WORK TASK:
Each line of the data below that holds the word "shoe" is to be reported in full.

━━━ PROVIDED ENTRIES

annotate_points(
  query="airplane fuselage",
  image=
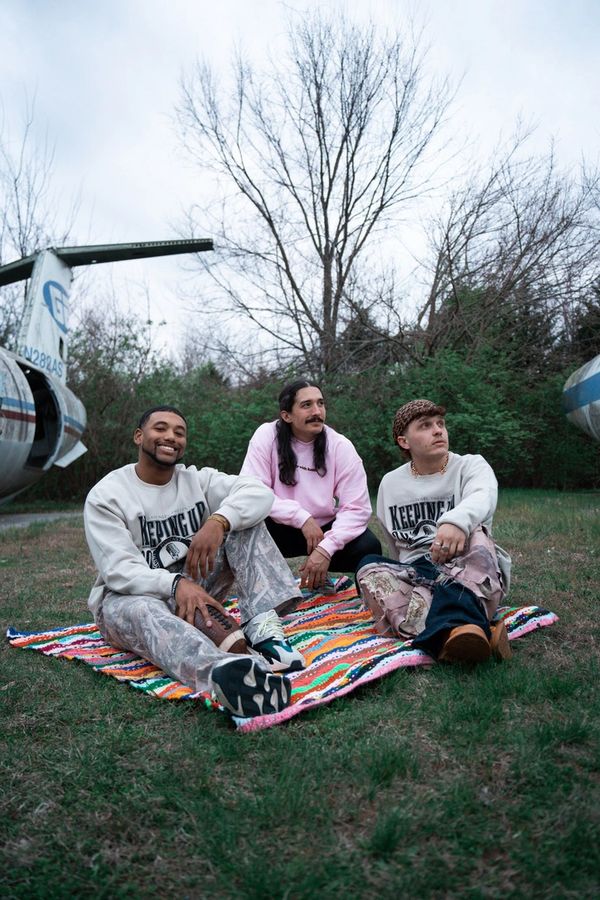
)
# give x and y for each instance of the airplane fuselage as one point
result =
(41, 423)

━━━━━━
━━━ PROVIDED ENTRIES

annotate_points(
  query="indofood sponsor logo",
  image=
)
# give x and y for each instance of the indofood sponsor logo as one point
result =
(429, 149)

━━━━━━
━━━ PROVIDED ENTRIES

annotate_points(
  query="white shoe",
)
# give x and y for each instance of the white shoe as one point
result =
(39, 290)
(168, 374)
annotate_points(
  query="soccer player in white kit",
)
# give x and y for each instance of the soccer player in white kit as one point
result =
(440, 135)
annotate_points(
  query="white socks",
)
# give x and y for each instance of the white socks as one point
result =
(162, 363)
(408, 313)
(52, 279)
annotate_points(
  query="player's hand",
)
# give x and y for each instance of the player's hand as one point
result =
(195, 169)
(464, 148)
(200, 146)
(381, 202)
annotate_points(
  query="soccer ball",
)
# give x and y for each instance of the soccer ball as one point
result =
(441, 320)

━━━━━━

SOLUTION BELOW:
  query="white shoe",
# give x and y for each instance of the white shoe as one point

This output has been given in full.